_YOUR GOAL_
Only one span of the listing below should come back. It runs from the line with "Target: car front grille" through the line with "Target: lada priora car", and each of its lines must be reproduced exactly.

_SUPPLIED DATA_
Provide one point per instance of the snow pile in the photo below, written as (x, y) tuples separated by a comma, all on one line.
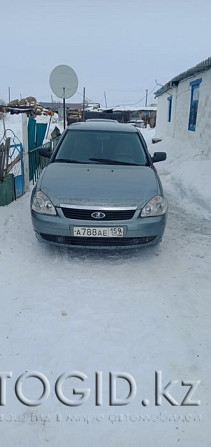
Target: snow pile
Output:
[(186, 172)]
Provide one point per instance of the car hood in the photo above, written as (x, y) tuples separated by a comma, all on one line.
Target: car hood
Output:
[(84, 184)]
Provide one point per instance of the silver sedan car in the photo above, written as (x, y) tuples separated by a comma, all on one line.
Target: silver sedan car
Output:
[(100, 190)]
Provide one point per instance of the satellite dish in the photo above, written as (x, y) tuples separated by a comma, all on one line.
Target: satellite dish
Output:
[(63, 81)]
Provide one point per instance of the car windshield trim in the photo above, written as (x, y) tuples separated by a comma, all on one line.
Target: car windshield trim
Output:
[(66, 160), (113, 162)]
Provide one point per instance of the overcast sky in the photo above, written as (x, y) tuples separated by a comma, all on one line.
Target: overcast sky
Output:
[(117, 46)]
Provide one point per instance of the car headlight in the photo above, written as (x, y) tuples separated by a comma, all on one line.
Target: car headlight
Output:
[(41, 204), (155, 207)]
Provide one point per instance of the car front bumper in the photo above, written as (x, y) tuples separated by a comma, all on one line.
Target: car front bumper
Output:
[(137, 231)]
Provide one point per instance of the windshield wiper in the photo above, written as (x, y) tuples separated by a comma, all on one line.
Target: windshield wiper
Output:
[(113, 162), (68, 160)]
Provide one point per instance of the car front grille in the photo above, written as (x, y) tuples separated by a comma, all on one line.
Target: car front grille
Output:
[(86, 214), (97, 241)]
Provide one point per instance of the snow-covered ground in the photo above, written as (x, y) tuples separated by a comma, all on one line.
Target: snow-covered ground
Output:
[(137, 311)]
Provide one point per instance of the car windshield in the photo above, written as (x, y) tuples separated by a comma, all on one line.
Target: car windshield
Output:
[(104, 147)]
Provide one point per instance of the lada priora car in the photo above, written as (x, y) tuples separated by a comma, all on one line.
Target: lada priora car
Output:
[(100, 189)]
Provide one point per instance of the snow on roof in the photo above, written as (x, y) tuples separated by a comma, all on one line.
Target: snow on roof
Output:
[(133, 109), (202, 66)]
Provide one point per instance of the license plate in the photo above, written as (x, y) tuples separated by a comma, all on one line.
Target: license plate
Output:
[(98, 232)]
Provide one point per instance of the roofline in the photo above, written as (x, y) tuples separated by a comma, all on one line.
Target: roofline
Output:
[(202, 66)]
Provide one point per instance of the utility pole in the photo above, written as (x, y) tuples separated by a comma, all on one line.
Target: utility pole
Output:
[(64, 111), (83, 103), (146, 98), (105, 99), (25, 151)]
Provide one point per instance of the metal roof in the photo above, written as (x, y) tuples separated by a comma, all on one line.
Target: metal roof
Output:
[(202, 66)]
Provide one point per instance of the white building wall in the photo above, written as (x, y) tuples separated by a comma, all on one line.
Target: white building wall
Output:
[(178, 127)]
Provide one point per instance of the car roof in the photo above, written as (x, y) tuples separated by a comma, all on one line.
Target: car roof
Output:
[(103, 125)]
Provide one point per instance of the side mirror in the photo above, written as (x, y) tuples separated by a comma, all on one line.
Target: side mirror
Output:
[(158, 156), (45, 152)]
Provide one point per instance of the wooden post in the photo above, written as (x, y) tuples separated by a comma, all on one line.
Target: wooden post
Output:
[(25, 152)]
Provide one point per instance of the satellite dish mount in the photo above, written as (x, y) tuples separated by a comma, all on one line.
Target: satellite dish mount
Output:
[(64, 83)]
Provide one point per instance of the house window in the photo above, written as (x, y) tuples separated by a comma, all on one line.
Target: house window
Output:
[(170, 107), (194, 104)]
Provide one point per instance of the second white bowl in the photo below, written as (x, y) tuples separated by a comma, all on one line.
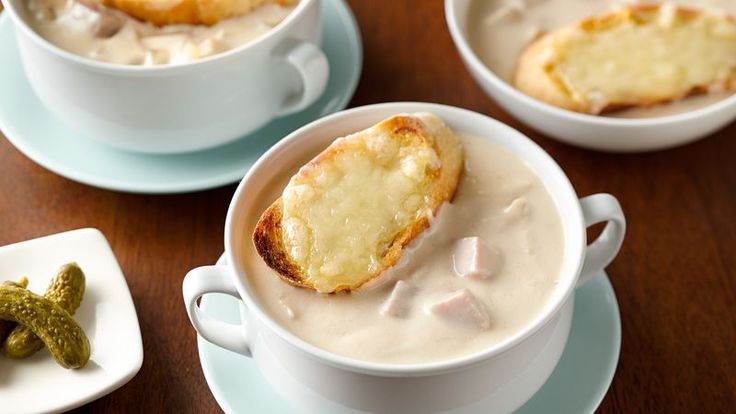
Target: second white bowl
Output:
[(588, 131)]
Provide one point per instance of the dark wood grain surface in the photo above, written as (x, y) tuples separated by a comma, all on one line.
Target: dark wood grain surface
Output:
[(674, 277)]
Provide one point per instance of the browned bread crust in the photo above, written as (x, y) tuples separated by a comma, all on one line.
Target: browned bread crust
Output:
[(537, 72), (163, 12), (412, 132)]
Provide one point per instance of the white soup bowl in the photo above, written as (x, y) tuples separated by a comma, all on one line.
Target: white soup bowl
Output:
[(497, 379), (587, 131)]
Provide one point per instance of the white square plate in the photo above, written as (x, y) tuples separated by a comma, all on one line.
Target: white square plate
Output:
[(107, 315)]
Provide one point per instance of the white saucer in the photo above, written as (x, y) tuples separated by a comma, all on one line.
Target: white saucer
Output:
[(44, 139), (107, 315), (577, 385)]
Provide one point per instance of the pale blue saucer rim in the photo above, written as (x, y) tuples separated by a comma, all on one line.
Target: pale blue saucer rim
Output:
[(552, 397), (327, 104)]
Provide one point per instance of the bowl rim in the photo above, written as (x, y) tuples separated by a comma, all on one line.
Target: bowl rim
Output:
[(548, 313), (476, 65), (166, 69)]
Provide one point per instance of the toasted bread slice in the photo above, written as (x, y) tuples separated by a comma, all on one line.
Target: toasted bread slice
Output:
[(633, 56), (347, 215), (162, 12)]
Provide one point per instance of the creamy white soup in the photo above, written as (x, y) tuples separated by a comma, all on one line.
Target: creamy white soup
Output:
[(481, 273), (499, 30), (105, 34)]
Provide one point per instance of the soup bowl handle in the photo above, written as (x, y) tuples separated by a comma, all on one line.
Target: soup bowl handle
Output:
[(313, 69), (214, 279), (599, 208)]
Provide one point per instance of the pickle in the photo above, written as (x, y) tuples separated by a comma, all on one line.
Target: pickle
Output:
[(66, 290), (7, 326), (65, 340)]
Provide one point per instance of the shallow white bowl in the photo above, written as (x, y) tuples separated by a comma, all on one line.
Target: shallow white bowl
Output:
[(588, 131), (38, 384), (179, 107)]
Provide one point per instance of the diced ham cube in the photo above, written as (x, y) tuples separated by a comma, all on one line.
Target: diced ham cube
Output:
[(472, 258), (106, 22), (517, 209), (398, 303), (463, 308)]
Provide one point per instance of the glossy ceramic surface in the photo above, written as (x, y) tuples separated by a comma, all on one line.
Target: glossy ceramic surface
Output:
[(47, 141), (107, 315), (576, 386)]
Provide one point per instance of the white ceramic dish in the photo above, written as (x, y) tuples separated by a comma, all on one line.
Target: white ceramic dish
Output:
[(587, 131), (38, 134), (497, 379), (107, 315), (182, 107), (576, 386)]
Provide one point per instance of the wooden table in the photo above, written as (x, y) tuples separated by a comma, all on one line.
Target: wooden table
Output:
[(674, 277)]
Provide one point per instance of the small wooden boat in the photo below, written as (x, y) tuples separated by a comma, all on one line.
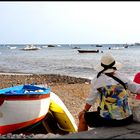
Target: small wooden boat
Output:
[(88, 51), (29, 108), (21, 106)]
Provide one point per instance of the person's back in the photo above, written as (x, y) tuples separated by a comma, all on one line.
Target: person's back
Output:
[(137, 80), (111, 87)]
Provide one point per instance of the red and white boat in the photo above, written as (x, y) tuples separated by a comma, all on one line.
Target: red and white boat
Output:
[(21, 106)]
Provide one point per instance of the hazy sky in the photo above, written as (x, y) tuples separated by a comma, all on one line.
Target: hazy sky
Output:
[(69, 22)]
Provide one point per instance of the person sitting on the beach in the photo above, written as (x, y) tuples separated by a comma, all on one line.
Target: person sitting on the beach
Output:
[(112, 88)]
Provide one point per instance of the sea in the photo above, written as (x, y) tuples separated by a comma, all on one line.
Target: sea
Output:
[(64, 59)]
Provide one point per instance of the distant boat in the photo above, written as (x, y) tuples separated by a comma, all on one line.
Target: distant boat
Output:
[(99, 46), (31, 47), (12, 47), (76, 47), (51, 46), (88, 51), (116, 48)]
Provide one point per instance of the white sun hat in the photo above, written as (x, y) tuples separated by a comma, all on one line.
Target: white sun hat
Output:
[(109, 62)]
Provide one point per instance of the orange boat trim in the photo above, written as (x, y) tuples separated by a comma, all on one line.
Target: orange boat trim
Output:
[(10, 128)]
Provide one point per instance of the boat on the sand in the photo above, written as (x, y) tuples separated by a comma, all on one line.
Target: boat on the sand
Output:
[(23, 107)]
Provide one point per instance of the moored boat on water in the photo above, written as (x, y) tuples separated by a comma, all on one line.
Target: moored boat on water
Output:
[(31, 47), (88, 51)]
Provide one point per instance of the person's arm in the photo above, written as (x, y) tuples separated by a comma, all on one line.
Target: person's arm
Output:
[(87, 107)]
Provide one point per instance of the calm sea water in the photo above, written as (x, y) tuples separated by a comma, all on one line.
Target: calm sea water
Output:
[(65, 59)]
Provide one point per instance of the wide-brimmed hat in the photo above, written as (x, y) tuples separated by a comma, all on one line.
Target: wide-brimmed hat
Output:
[(108, 63)]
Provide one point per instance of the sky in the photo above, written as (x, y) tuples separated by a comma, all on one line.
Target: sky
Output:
[(69, 22)]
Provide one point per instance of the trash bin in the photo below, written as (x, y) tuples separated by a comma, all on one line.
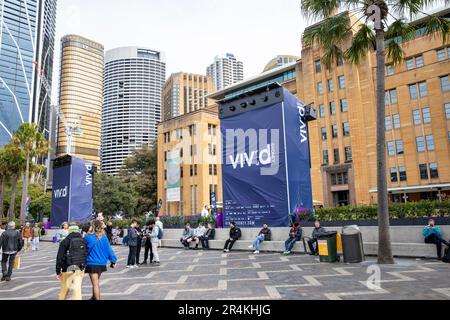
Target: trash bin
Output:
[(327, 245), (352, 245)]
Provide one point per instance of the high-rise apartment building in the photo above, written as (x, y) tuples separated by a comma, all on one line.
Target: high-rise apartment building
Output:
[(133, 82), (225, 71), (80, 97), (27, 32), (184, 93)]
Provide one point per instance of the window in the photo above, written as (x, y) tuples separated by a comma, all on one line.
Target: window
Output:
[(325, 159), (330, 85), (322, 111), (388, 123), (317, 66), (332, 108), (396, 120), (399, 146), (423, 171), (445, 85), (341, 80), (426, 116), (391, 148), (389, 70), (430, 142), (402, 173), (344, 106), (346, 129), (394, 175), (319, 87), (334, 131), (336, 155), (420, 144), (324, 133), (434, 174), (348, 153)]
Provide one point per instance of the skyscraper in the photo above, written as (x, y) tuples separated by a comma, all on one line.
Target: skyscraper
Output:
[(80, 96), (27, 31), (225, 71), (133, 82), (184, 93)]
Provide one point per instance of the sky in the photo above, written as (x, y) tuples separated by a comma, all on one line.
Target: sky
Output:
[(190, 32)]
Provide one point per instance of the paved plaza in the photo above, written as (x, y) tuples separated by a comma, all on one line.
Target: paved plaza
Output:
[(209, 275)]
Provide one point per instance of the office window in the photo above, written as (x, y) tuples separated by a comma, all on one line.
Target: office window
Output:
[(388, 122), (434, 174), (394, 175), (344, 106), (423, 171), (445, 85), (332, 108), (346, 129), (348, 154), (317, 66), (336, 155), (402, 173), (399, 146), (389, 70), (324, 133), (334, 131), (322, 111), (391, 148), (319, 88), (341, 80), (420, 144), (430, 142), (325, 159), (396, 120), (426, 116), (416, 117)]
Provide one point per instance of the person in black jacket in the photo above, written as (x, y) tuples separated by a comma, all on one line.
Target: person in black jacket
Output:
[(235, 234), (209, 235), (10, 244)]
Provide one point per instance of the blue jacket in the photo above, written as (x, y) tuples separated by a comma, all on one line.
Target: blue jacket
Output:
[(99, 251), (428, 231)]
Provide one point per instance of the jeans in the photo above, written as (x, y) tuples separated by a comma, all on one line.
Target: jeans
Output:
[(148, 247), (8, 264), (289, 244), (433, 238), (132, 256), (257, 242)]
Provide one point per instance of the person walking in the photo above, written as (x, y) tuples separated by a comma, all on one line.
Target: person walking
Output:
[(10, 244), (27, 235), (70, 263), (99, 253), (36, 236)]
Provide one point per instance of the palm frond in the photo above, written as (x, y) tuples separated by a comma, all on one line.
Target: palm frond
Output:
[(363, 41)]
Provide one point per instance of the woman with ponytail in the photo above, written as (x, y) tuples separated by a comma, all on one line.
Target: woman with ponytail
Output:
[(99, 253)]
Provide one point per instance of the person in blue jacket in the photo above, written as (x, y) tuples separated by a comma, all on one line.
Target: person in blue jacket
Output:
[(99, 252), (433, 234)]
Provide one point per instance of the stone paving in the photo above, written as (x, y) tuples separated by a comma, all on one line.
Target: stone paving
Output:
[(211, 275)]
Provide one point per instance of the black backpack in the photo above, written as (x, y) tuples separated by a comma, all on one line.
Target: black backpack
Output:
[(77, 252)]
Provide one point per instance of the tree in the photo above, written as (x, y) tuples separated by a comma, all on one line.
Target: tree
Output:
[(367, 34), (33, 143)]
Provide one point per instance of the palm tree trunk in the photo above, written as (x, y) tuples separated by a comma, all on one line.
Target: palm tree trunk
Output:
[(384, 239), (25, 192), (12, 203)]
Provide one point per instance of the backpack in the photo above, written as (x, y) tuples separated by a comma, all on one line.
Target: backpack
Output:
[(77, 252)]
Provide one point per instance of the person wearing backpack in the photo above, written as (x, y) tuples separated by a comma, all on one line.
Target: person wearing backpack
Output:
[(99, 253), (10, 244), (71, 263)]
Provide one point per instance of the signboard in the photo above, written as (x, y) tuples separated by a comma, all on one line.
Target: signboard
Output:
[(173, 176)]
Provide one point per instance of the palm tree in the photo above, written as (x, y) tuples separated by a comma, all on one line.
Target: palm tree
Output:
[(33, 143), (374, 22)]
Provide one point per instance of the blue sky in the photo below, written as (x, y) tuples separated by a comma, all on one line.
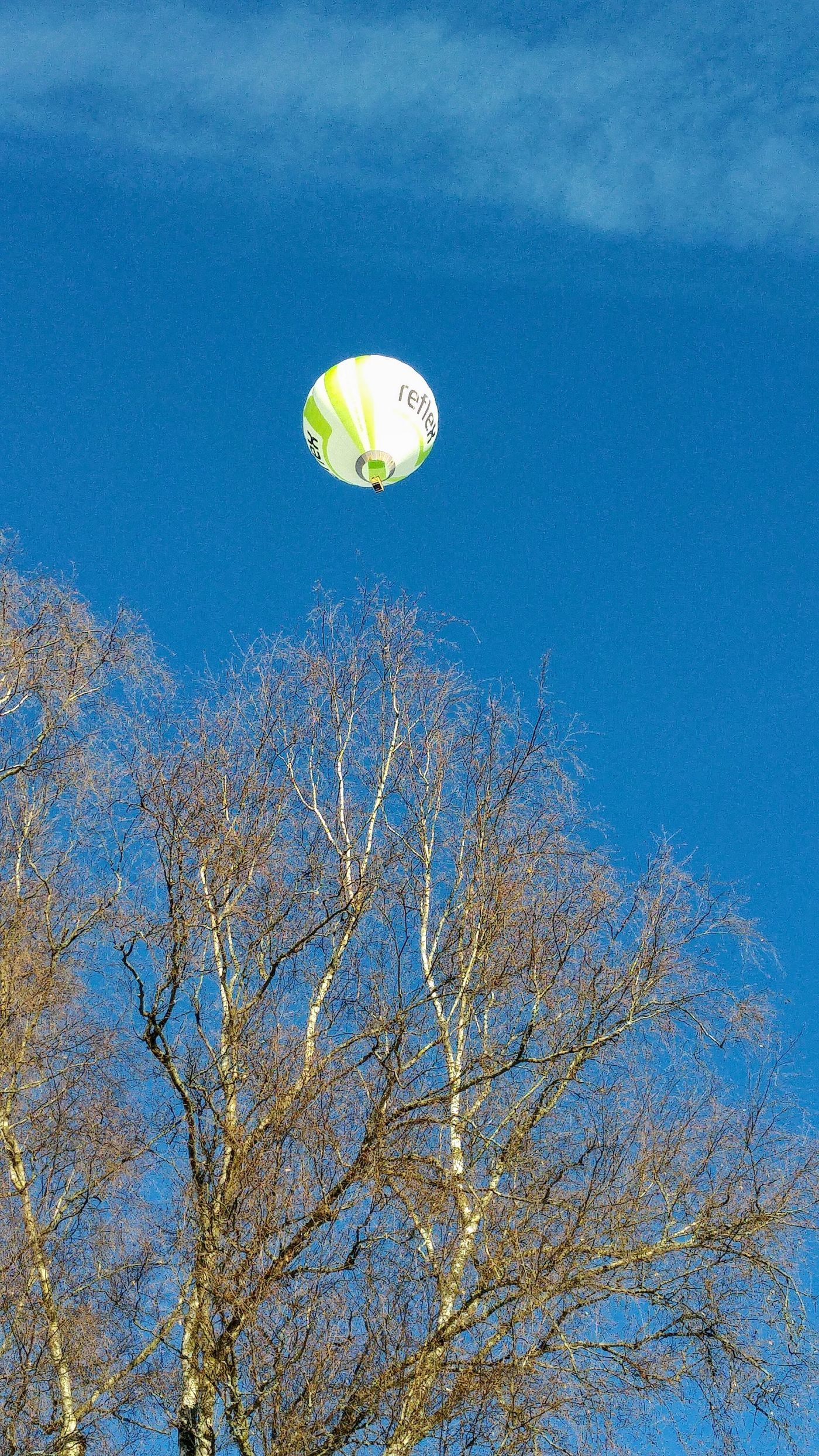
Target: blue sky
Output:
[(595, 233)]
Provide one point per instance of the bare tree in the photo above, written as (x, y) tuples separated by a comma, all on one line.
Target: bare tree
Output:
[(420, 1126), (76, 1263), (470, 1158)]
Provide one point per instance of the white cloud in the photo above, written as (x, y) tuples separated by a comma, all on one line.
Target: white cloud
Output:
[(697, 124)]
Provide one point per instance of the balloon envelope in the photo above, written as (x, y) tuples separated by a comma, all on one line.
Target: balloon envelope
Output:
[(370, 420)]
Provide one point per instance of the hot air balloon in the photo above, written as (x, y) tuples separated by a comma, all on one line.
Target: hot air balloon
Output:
[(370, 420)]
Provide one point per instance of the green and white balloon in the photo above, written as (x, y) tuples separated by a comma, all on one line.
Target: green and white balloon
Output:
[(370, 420)]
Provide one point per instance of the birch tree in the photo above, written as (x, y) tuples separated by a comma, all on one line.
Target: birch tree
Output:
[(78, 1266), (481, 1151), (353, 1100)]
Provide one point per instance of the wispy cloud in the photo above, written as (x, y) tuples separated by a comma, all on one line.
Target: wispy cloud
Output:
[(698, 124)]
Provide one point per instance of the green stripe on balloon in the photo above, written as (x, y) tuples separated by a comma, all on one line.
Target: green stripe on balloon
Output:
[(368, 404), (322, 429), (342, 408)]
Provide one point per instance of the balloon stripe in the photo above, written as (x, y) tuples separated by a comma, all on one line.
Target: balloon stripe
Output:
[(322, 429), (342, 408), (368, 404)]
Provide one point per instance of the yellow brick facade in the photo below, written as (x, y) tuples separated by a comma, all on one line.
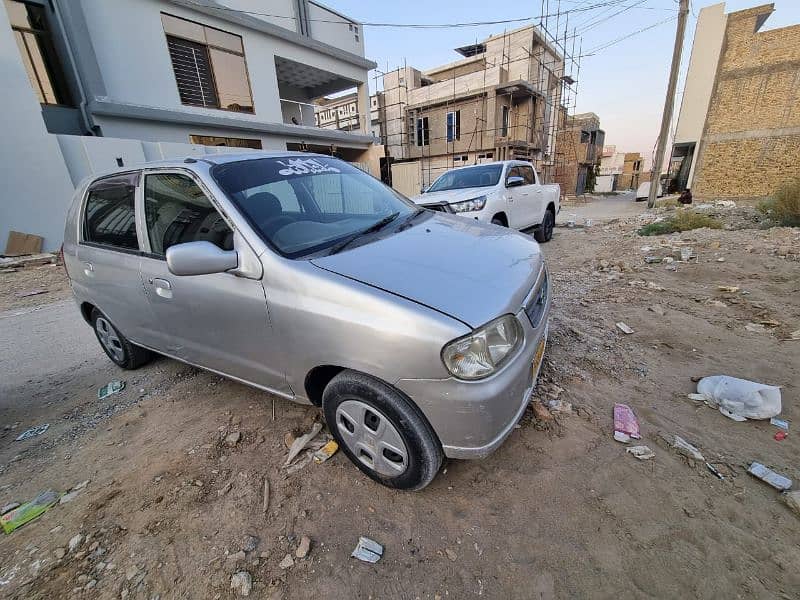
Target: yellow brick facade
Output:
[(751, 139)]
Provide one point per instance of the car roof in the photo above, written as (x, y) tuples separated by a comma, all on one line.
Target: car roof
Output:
[(212, 159)]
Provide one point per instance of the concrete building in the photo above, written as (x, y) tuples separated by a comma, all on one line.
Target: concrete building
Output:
[(92, 84), (497, 102), (579, 150), (738, 130)]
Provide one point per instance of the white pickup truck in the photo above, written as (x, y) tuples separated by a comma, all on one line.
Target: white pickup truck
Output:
[(506, 193)]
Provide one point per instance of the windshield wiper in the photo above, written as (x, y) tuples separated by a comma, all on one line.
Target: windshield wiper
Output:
[(374, 227)]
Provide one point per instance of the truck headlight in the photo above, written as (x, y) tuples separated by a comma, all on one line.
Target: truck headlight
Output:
[(483, 351), (469, 205)]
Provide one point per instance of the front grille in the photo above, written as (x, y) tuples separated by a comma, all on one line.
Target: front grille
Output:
[(537, 304)]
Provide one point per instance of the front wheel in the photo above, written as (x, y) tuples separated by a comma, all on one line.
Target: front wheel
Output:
[(545, 231), (381, 431)]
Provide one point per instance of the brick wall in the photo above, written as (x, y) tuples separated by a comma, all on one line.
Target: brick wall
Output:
[(751, 141)]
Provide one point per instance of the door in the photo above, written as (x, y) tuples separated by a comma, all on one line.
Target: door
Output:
[(218, 321), (532, 197), (108, 254)]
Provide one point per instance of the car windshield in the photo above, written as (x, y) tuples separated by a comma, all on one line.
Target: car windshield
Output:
[(304, 205), (478, 176)]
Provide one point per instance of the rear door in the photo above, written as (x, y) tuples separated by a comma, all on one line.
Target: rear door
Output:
[(108, 253), (218, 321)]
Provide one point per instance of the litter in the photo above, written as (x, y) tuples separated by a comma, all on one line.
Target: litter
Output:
[(739, 399), (368, 550), (624, 328), (112, 387), (780, 423), (32, 432), (779, 482), (640, 452), (29, 511), (302, 442), (625, 422), (324, 453)]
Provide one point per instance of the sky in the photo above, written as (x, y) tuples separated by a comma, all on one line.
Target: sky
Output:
[(624, 84)]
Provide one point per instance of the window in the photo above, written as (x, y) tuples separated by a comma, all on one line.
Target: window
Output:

_RESULT FOR THIS EXERCISE_
Target: car front grille
Output:
[(86, 214), (97, 241)]
Provide one point per instance of the snow-covered ground in the photo above, written as (x, y) tuples separated by a comma, all on one line.
Target: snow-covered ground
Output:
[(137, 311)]
Provide one point per instance of the car windshield in the photo above, written as (x, y) tuples separated by a comma, all on one line.
Target: car windshield
Output:
[(104, 147)]
Provide one point per instance of the lada priora car in the photo above, written as (x, y) tuples separated by a comma, all on one line.
Target: lada priora car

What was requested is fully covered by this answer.